## What the exercise asks
Pick every line out of the entries below that holds the string "rough", and report them.

++++ Records for this task ++++

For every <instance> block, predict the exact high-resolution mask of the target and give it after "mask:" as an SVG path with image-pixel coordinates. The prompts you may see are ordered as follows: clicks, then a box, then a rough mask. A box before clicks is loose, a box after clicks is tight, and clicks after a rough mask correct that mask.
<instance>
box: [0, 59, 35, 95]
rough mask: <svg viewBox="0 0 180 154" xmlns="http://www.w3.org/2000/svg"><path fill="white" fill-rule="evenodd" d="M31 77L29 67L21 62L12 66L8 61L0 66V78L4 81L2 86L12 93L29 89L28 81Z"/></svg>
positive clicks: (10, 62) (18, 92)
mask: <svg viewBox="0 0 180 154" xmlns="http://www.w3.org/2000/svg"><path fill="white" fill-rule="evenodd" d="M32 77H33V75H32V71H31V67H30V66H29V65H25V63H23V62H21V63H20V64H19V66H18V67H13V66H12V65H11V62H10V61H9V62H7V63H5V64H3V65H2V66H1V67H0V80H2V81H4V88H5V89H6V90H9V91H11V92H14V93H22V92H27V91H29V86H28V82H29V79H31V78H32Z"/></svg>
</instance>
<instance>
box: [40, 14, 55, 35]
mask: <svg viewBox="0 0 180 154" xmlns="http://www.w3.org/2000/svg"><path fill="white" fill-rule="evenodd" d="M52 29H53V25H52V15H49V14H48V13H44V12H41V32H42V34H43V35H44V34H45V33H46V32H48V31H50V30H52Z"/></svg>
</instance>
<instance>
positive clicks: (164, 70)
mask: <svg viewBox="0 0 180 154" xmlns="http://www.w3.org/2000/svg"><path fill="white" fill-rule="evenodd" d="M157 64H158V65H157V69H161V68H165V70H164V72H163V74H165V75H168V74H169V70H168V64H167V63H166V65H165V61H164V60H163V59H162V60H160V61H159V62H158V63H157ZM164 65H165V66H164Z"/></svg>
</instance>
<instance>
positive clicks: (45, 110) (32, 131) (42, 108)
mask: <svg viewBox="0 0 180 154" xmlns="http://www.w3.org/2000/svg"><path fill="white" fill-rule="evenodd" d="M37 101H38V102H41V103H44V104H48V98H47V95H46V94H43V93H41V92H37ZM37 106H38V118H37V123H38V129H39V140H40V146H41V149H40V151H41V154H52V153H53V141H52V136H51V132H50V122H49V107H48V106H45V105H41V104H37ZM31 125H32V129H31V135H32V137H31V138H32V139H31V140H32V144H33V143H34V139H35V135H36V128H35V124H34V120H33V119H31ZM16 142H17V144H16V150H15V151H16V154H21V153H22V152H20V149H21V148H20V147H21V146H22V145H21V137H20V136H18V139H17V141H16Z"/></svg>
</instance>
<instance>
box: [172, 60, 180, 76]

++++

## The completed task
For every <instance> block, predict the exact high-resolution mask of the target and give it after "mask:" as an SVG path with image-pixel coordinates. The prompts you may see are ordered as follows: clicks, then a box, then a rough mask. A box before clicks is loose, a box after clicks is tight, and clicks after a rough mask correct that mask.
rough mask: <svg viewBox="0 0 180 154" xmlns="http://www.w3.org/2000/svg"><path fill="white" fill-rule="evenodd" d="M31 77L29 67L21 62L12 66L8 61L0 66V78L4 81L2 86L12 93L29 89L28 81Z"/></svg>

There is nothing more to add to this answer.